-- Material for this task follows --
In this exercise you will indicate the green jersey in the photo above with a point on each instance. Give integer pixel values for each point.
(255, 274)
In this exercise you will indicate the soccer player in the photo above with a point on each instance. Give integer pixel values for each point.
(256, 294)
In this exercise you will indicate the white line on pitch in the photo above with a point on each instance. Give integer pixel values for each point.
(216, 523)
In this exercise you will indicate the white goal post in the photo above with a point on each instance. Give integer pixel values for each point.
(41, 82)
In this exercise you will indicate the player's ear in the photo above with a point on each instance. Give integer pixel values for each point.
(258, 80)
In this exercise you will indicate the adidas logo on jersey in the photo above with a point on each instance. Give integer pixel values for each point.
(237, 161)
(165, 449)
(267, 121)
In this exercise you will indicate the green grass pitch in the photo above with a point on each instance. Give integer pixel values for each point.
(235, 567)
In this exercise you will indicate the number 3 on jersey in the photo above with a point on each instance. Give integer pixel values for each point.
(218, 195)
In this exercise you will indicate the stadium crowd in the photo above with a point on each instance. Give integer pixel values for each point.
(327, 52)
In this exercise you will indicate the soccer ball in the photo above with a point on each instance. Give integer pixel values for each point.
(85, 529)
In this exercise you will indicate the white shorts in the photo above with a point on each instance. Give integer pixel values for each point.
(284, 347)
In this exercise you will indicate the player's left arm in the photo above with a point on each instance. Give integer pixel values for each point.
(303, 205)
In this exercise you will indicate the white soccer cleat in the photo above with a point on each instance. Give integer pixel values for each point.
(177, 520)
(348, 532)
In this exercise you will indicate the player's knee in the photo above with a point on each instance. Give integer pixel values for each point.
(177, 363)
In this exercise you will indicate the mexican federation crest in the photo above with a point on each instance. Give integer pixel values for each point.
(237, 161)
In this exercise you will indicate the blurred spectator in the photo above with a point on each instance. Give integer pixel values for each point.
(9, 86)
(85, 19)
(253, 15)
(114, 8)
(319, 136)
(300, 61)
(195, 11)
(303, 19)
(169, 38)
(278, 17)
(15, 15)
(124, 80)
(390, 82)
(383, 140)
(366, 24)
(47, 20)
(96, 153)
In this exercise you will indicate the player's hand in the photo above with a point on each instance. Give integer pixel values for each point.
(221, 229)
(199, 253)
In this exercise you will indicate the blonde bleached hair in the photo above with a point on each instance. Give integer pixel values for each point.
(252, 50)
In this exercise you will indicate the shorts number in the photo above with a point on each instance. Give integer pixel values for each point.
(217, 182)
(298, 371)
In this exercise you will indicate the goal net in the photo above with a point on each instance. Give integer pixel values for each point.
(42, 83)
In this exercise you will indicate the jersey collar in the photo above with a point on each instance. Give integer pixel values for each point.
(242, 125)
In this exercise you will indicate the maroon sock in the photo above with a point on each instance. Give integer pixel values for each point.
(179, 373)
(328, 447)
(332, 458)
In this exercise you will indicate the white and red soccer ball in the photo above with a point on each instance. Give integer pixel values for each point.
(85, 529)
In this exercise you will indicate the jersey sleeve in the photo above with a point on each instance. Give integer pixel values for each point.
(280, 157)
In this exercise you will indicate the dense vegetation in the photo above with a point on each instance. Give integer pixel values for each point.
-- Material for this task concluded --
Beginning at the line containing "In this exercise you will indicate the white and", repeat each line exactly through the last line of the entries, and include no other lines.

- Response -
In this exercise you will indicate the white and red soccer ball in the photo above with a point on each instance. Give integer pixel values for each point.
(85, 529)
In this exercise you will indicate the jersey sleeve in the photo above with a point on each instance. Give integer pixel values for each point.
(280, 157)
In this exercise you will indicate the dense vegetation in the photo above with a point on each instance. Give integer pixel values for each point.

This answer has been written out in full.